_SUPPLIED DATA:_

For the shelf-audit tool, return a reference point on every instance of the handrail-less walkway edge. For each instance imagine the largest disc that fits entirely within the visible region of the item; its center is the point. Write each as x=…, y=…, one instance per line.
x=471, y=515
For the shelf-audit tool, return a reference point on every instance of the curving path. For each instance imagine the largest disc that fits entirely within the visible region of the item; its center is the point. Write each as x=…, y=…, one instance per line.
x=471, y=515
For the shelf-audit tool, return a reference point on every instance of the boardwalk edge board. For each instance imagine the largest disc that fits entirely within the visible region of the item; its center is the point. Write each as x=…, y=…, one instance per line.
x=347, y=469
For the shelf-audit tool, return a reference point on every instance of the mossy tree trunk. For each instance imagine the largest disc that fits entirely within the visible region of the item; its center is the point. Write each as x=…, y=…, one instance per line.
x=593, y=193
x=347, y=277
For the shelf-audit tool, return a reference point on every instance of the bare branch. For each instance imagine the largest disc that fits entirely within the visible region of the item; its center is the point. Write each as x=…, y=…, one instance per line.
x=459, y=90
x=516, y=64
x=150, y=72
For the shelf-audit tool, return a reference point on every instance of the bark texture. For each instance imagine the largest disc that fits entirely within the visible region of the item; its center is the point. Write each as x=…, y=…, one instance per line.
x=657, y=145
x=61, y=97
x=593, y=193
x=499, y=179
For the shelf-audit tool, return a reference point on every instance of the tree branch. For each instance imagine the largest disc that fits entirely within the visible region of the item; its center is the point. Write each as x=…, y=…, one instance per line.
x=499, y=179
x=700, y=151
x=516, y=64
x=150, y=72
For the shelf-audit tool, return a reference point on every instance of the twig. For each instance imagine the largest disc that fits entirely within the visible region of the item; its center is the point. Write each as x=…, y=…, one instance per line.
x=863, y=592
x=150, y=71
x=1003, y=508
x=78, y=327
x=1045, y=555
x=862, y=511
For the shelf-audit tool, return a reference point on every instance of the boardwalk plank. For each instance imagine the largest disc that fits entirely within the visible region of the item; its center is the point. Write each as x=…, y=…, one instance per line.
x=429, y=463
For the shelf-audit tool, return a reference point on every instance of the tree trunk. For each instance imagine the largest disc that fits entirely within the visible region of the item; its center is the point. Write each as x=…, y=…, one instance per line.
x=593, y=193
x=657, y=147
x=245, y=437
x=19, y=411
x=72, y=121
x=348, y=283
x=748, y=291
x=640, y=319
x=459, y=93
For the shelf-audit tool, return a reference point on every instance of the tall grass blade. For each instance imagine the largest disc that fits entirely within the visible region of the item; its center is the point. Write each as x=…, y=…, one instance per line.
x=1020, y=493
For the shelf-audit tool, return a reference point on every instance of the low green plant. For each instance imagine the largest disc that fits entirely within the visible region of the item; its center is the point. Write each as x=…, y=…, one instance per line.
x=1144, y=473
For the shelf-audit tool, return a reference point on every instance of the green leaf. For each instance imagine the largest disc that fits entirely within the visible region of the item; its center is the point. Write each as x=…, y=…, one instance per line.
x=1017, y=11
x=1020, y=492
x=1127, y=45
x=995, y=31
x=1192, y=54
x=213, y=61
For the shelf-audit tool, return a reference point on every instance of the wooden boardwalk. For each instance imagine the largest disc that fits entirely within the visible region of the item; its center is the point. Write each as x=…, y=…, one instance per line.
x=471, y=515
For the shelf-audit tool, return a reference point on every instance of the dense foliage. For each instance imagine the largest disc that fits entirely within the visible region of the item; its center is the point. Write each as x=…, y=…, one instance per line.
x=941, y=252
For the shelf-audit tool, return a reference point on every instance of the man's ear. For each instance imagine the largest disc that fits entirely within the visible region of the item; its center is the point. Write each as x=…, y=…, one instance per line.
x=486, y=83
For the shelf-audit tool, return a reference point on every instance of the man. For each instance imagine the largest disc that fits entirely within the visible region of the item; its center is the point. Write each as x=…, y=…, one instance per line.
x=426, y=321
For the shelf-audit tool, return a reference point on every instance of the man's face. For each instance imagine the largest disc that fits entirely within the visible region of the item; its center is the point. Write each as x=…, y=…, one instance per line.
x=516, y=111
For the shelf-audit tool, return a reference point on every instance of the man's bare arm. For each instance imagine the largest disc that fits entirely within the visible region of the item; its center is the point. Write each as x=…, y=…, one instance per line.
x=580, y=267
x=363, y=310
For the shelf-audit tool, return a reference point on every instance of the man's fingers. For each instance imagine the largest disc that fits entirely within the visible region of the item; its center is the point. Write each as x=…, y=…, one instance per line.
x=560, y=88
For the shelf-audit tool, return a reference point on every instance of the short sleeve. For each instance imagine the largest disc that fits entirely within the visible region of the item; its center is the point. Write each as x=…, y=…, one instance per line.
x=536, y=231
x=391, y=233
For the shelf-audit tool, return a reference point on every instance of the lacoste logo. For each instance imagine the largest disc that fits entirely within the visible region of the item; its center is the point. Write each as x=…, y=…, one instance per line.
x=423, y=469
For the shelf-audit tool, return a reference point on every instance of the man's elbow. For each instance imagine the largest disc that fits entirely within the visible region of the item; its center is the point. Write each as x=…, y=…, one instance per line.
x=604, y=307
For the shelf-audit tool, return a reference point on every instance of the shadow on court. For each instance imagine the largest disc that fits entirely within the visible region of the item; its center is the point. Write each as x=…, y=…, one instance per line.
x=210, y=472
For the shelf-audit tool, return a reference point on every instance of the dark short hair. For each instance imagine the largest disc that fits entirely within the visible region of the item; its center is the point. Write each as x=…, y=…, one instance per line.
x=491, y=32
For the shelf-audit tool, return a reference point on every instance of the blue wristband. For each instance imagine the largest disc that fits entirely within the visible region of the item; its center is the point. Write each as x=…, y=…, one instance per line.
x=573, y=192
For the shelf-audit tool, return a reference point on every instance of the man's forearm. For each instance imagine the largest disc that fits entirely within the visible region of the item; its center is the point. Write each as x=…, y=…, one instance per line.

_WHAT YOU NEED TO DO:_
The answer should be the exact lines running from the line containing "of the blue" to the last line of the entries, with nothing else.

_REPLY TO THE EXERCISE:_
For the shelf-audit tool, return a reference point on every instance of the blue wristband. For each instance imagine the largest disc that fits entirely within the visible region of the item; its center is the point. Write each as x=…, y=…, one instance per line.
x=573, y=192
For the shelf-audit tool, return a reference point on every instance of the man's forearm. For each instance imagine the largest disc that fits entirely within the visible region of the item; its center is the point. Write each as x=…, y=…, one instance per line.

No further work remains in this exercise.